**TASK GOAL**. Starting at the first entry below, repeat all the data word for word and drop the pictures.

**DATA UNDER STUDY**.
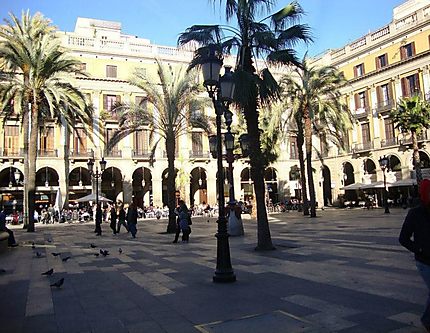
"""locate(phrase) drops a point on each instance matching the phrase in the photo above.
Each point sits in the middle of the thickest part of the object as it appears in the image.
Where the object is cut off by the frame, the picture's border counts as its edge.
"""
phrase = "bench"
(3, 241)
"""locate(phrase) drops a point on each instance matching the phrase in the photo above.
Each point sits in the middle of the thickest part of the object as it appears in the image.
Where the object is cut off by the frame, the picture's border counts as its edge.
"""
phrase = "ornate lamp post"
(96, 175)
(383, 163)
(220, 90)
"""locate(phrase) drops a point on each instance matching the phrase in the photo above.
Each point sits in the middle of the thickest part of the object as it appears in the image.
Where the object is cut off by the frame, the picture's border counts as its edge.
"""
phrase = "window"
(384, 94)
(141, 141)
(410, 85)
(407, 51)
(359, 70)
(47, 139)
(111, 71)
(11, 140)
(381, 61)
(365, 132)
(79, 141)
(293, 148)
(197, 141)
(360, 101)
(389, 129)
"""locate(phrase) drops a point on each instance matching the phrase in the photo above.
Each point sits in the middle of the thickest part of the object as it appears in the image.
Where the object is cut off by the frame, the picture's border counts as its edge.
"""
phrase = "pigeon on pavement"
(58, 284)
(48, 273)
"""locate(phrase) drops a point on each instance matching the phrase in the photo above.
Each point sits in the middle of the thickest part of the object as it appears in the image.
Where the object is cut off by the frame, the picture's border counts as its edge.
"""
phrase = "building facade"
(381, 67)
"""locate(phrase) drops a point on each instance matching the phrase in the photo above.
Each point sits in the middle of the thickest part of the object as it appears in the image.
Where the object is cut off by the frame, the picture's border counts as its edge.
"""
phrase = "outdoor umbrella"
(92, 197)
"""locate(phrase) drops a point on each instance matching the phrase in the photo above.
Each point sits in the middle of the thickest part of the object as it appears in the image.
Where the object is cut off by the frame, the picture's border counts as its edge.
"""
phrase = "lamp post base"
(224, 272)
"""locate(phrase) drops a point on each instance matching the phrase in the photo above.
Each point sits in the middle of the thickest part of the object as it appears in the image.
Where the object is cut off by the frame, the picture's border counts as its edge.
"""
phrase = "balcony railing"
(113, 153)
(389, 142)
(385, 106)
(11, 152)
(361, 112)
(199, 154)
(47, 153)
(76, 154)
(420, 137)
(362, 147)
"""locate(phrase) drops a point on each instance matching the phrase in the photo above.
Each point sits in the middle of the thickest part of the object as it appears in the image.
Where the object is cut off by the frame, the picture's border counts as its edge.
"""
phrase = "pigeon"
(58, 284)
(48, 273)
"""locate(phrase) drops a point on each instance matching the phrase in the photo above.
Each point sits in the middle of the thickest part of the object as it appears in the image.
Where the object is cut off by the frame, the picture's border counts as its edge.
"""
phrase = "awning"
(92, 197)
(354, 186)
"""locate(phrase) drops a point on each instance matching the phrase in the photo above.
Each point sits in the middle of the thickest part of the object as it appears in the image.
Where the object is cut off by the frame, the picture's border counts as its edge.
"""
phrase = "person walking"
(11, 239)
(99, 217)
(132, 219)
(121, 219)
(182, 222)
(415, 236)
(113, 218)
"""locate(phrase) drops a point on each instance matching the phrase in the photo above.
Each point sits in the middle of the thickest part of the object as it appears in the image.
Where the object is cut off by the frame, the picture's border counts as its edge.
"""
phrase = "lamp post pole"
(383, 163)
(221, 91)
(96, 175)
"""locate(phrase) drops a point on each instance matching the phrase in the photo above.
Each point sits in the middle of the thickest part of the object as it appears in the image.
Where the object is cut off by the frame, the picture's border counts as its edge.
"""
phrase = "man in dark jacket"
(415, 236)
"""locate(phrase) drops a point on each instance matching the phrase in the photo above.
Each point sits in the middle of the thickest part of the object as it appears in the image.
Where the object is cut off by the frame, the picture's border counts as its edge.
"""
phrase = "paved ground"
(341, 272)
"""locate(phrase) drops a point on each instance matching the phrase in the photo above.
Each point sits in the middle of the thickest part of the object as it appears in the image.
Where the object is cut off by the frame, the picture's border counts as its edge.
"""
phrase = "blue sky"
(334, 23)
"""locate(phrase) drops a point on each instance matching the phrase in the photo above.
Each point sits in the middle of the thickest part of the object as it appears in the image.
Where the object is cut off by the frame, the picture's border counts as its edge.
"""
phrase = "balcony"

**SOLUTION TO THIS PROBLEM**.
"""locate(phrase) drops a point on each instance matching the phrase in the photo above.
Each point sits in the middle of the thickest part of the object as it appears in the image.
Where the object is cut off by the frame, the picture's border counts as its edge.
"""
phrase = "bench"
(3, 241)
"""locate(phrase) drops a point on each instance matching the phrase in the photo above.
Each point sits in the middle of the thickest part of the object as it appears in the image.
Where the object is cut off by the frame, the picture's border counts as its edge.
"""
phrase = "ornate lamp post"
(96, 175)
(383, 163)
(220, 90)
"""locate(phrase) drops a point on each instance matching the phrase in the photo above.
Each point sits in the middle of the thickest part of the object as it appears in the image.
Where the object is cut off by the frame, the picture's border counts as its edge.
"""
phrase = "window"
(384, 94)
(141, 141)
(410, 85)
(407, 51)
(359, 70)
(47, 139)
(111, 71)
(11, 140)
(381, 61)
(365, 132)
(79, 141)
(293, 148)
(197, 141)
(360, 101)
(389, 129)
"""locate(phrase) drops a point on each instance matching the phrase in the photo above.
Each point sits in the middle of the thickest part of the object as it appears in the image.
Where the object is cut off by the frame, the picture's border counts as its edge.
"""
phrase = "pigeon on pavement"
(58, 284)
(48, 273)
"""locate(phrase) drops a point on each instance matching the phrase in the photo above.
Each point sits in the middle of the thickest part of the object as it appears in the image.
Where the object is cut off by the frame, the picture's border counts as its edge.
"""
phrase = "building facade"
(381, 67)
"""locate(phrase) drops a point on each instance matching the phrase in the photo above.
Each point sits in the middle of the thickest part of the object as it appears in the image.
Where the object is cut off by the frame, the picture's border counts as its edge.
"""
phrase = "outdoor umbrella"
(92, 197)
"""locate(phrase) drops a point on each instance matching the phrase in the photo above.
Each point sits in the middle of the thickest part of the object as it appears in the image.
Where the object is cut off by the frame, the picture's border counts as its edge.
"""
phrase = "lamp post base"
(224, 272)
"""locate(phrase) drops a point on each instance matching the phrase in the photo above.
Each point sits in the middle of the thickest part of the object as it appears in the image.
Where the object is cut off by the frame, the picture's border counts as its edge.
"""
phrase = "balcony railing"
(113, 153)
(389, 142)
(385, 106)
(11, 152)
(361, 112)
(199, 154)
(47, 153)
(76, 154)
(420, 137)
(362, 147)
"""locate(phrase) drops a point on each instance matching the phrase in the photo above.
Each point sits in the middle of the thickest part of the object as it appears in the image.
Where the object is cut off by the frame, the picture's border counts as its edge.
"""
phrase = "pigeon"
(58, 284)
(48, 273)
"""locate(phrase) drops a point on each instance matching the phrase in the photo above.
Each point sits in the middle of the thickest part of the object as it appears in the image.
Where the object is cut off by the frame, the picture's border counts as its edge.
"""
phrase = "awning"
(92, 197)
(354, 186)
"""locate(phrase) drops a point on each instance matching the phrase in the photo above.
Each point sits in the middle of the thickest part of the object as it appears in the image.
Where the object is cut off by the frame, the picture's border counts as its edge.
"""
phrase = "person walking"
(11, 239)
(99, 217)
(132, 219)
(121, 219)
(182, 222)
(415, 236)
(113, 218)
"""locate(phrase) drops a point on each instance matching the phrase in the photo above.
Each point sits in the middle of the thickest part of the object as it appears in the image.
Where the object is cut off by the frame, the picture's border counts as its edge.
"""
phrase = "lamp post pole"
(383, 163)
(221, 91)
(96, 175)
"""locate(phrase) drops a point on each instance matching the phrase in the photo above.
Each point sits in the middle of the thickest part of the object as it appears in the image.
Where the object is cut off by the frame, the picture's border counts as its edge.
"""
phrase = "man in dark jacket"
(415, 236)
"""locate(phrase) drops a point on each instance matching the phrase in the photo above.
Each point sits in the middle of the thickest part of the object as it appears in the image.
Where the object is cut off by the frame, the picture's border counts as its edge.
"""
phrase = "paved ground"
(341, 272)
"""locate(phrase) drops a point on each instance matching the phrase in the photo above.
Each point sits in the middle of the thickest part of the object as it appears in the image.
Where the object is cut off by the frame, the picture's border counts as its edge.
"""
phrase = "blue sky"
(334, 23)
"""locate(phrase) drops a point on each instance matching the phrase in the photo above.
Each point sits in the middle of the thickest part of the object as it appears in the image.
Where the object is cut off by the frame, the picture's border counts as its edge.
"""
phrase = "balcony"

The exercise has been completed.